> TASK GOAL
Shift every bounding box coordinate up by 34 in the entries from the line with "Would you be able to identify the upholstered" to the line with "[276,25,449,252]", both ends included. Write out every line in that span with no other changes.
-- Start --
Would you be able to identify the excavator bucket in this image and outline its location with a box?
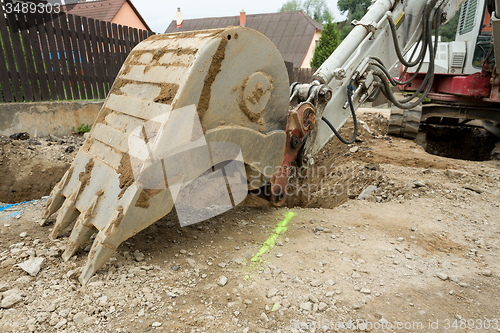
[41,27,289,284]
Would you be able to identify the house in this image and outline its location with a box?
[62,0,151,31]
[165,8,323,68]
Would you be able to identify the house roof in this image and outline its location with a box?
[62,0,151,31]
[165,11,323,68]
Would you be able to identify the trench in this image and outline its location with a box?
[419,124,500,161]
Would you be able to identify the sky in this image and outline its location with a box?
[132,0,345,33]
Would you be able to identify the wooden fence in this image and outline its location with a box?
[0,0,153,102]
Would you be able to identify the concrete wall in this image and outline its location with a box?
[0,101,104,137]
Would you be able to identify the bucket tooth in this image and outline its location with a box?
[79,231,116,285]
[40,170,72,226]
[50,183,82,240]
[62,194,100,261]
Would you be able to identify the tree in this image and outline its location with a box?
[337,0,372,40]
[311,22,340,68]
[279,0,333,23]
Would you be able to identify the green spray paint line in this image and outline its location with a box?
[250,212,295,262]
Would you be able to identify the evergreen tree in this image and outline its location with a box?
[311,22,340,68]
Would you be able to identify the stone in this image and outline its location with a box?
[318,302,328,312]
[73,312,88,325]
[266,288,278,298]
[358,185,378,200]
[128,267,146,276]
[217,276,227,287]
[0,289,23,309]
[308,294,319,303]
[483,271,493,277]
[325,279,335,286]
[300,302,313,311]
[54,318,68,330]
[311,280,323,287]
[97,296,108,305]
[134,250,145,262]
[17,257,44,276]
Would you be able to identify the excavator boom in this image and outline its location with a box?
[42,0,468,284]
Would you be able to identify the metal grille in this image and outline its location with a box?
[458,0,478,35]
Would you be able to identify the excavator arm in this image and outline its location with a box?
[41,0,462,284]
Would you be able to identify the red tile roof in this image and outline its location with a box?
[165,12,323,68]
[62,0,151,31]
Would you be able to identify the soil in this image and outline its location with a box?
[0,110,500,332]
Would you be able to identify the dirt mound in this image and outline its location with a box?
[0,136,83,203]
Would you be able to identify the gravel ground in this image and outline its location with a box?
[0,110,500,332]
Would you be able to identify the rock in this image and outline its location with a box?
[9,132,30,140]
[217,276,227,287]
[128,267,146,276]
[271,302,281,312]
[54,318,68,330]
[311,280,323,287]
[16,275,33,284]
[444,169,465,180]
[0,289,23,309]
[97,296,108,305]
[413,180,425,187]
[17,257,43,276]
[73,312,88,325]
[325,279,335,286]
[358,185,377,200]
[267,288,278,298]
[464,186,484,194]
[64,146,76,154]
[83,317,97,325]
[300,302,312,311]
[318,302,328,311]
[134,250,145,262]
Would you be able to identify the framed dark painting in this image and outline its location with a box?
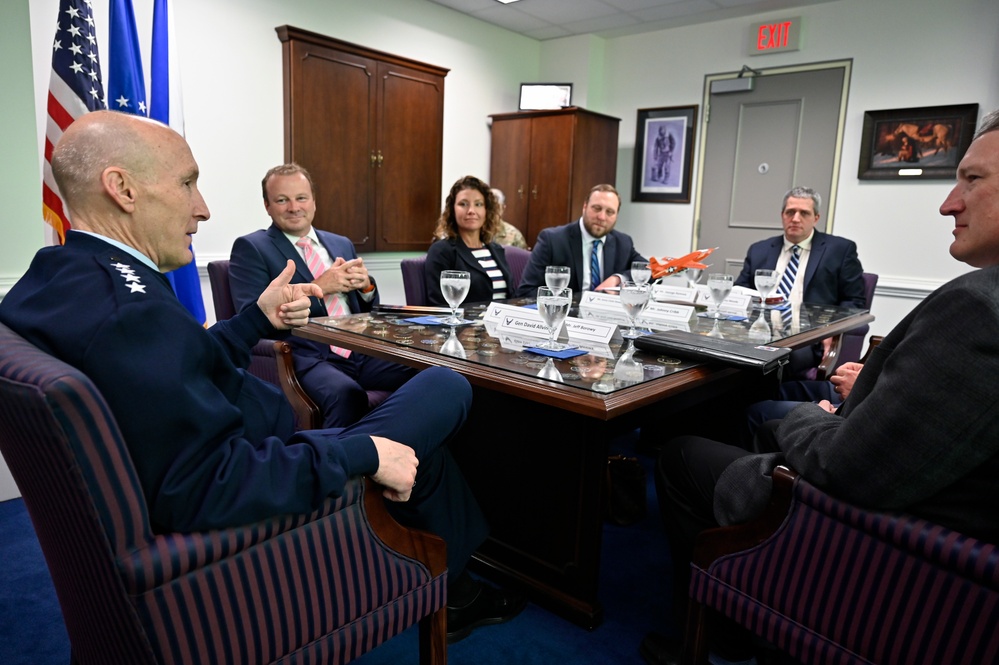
[631,104,697,203]
[857,104,978,180]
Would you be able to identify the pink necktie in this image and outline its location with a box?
[295,237,350,358]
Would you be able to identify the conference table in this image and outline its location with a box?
[293,299,874,628]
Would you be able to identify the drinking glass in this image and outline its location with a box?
[706,273,735,319]
[538,286,573,351]
[753,269,780,309]
[621,282,649,339]
[749,309,772,343]
[545,266,570,291]
[631,261,652,285]
[441,270,471,326]
[684,268,704,289]
[441,328,466,358]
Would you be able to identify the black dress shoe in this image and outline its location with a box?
[447,582,527,644]
[638,633,683,665]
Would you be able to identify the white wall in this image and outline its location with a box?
[0,3,44,501]
[0,0,999,499]
[584,0,999,334]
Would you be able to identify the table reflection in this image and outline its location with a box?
[312,299,862,393]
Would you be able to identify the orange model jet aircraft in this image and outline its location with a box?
[649,247,718,279]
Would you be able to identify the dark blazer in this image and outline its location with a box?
[735,231,866,307]
[423,238,517,307]
[0,232,378,531]
[517,220,645,297]
[229,224,378,364]
[714,267,999,543]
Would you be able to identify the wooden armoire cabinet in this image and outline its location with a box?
[276,25,448,252]
[489,107,621,247]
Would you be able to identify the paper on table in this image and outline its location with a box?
[524,346,587,360]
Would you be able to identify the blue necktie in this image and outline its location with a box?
[780,245,801,300]
[590,240,603,291]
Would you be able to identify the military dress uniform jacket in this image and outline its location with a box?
[0,232,378,531]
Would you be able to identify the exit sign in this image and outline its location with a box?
[749,16,801,55]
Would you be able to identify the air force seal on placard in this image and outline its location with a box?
[111,262,146,293]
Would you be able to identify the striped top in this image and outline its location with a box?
[472,247,506,300]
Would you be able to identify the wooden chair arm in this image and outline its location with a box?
[364,478,447,577]
[693,466,798,569]
[274,341,322,429]
[860,335,884,363]
[815,333,843,381]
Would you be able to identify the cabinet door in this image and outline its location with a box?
[528,115,583,247]
[374,63,444,252]
[489,118,534,236]
[288,41,377,252]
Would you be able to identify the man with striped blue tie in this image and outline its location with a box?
[735,187,865,379]
[517,184,645,297]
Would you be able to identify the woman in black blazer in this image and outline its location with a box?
[424,176,517,307]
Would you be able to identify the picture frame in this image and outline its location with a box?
[857,104,978,180]
[631,104,697,203]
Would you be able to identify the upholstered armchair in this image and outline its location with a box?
[0,325,447,665]
[684,467,999,665]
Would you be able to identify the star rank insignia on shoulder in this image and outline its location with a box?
[111,262,146,293]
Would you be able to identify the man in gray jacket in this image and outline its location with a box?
[642,110,999,663]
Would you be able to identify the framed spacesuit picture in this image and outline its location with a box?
[631,105,697,203]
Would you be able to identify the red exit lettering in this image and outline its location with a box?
[756,21,791,51]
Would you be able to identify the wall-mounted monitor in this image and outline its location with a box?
[520,83,572,111]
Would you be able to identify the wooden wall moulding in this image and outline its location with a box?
[489,107,621,247]
[276,25,449,252]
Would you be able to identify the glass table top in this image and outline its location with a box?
[311,298,871,394]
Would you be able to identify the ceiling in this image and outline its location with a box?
[431,0,833,41]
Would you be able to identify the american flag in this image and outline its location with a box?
[42,0,105,245]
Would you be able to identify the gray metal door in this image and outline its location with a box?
[694,62,850,275]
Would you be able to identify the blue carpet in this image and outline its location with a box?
[0,499,69,665]
[0,438,670,665]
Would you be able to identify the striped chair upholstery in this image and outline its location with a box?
[0,325,447,665]
[685,468,999,665]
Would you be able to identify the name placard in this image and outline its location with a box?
[496,307,561,339]
[639,300,697,323]
[579,291,621,312]
[565,316,617,344]
[482,302,541,324]
[720,293,753,316]
[652,284,697,304]
[697,284,753,316]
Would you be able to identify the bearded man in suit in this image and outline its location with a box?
[517,185,645,298]
[735,187,866,379]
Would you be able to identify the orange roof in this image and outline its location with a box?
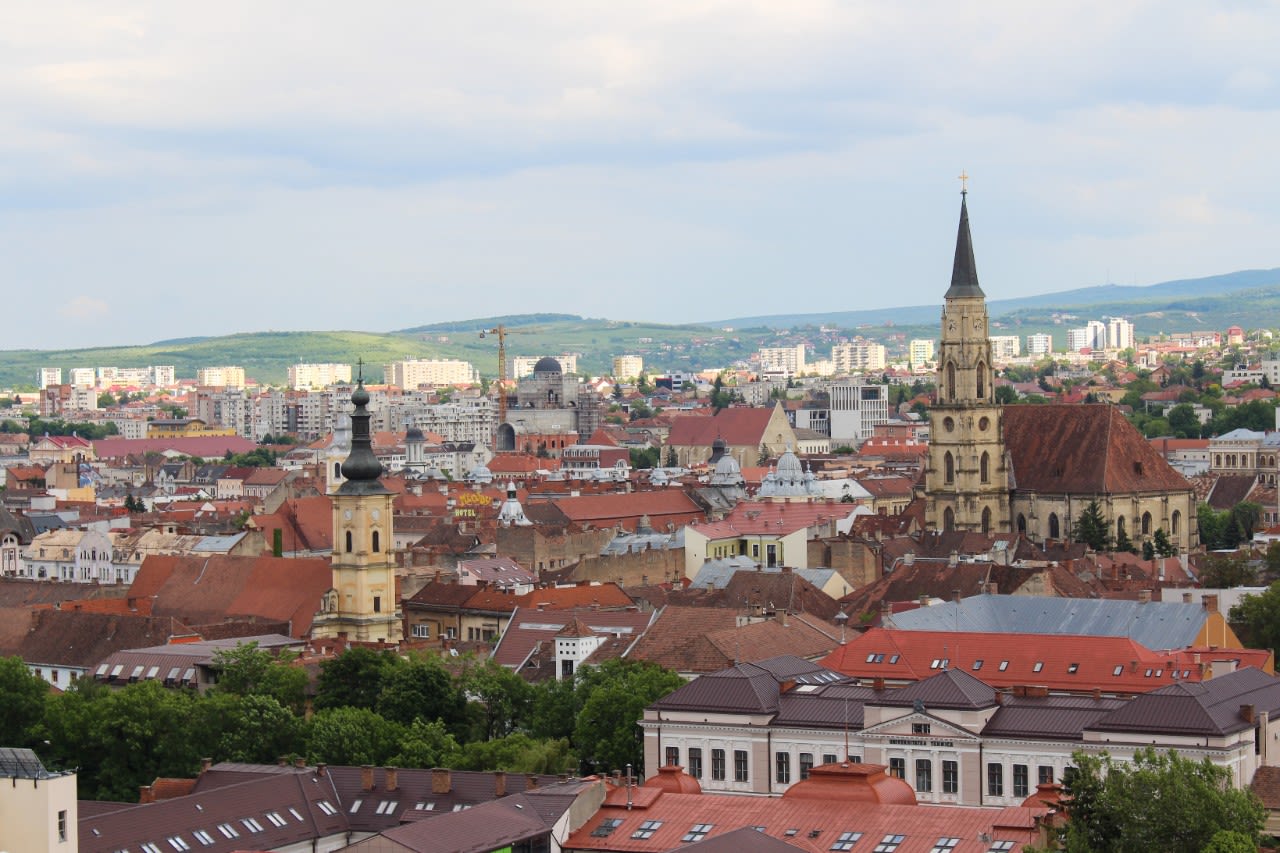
-- End --
> CORRECT OUTPUT
Would you be able to identify the upholstered armchair in this image and outline its location with a box?
[34,359,481,699]
[718,501,1033,699]
Would you be able to identify the star rank insignia on shoulder in this image and outline its location with a box?
[145,296,180,327]
Would you be able to identify the man in gray jacket in this image and outline its location with a box?
[676,144,1033,697]
Would you be able to identify the framed spacesuit picture in this image and outline its location with a box?
[665,139,731,237]
Would you be able to identify the red exit lettering in this image and outline its location with a box?
[790,55,825,85]
Would you be able to identify the wall-mounted monitor in this image and outline its location with a box?
[554,117,606,145]
Would you be able to identify the wooden wall moulding in this image and outline its location with a box?
[523,141,655,281]
[310,59,483,286]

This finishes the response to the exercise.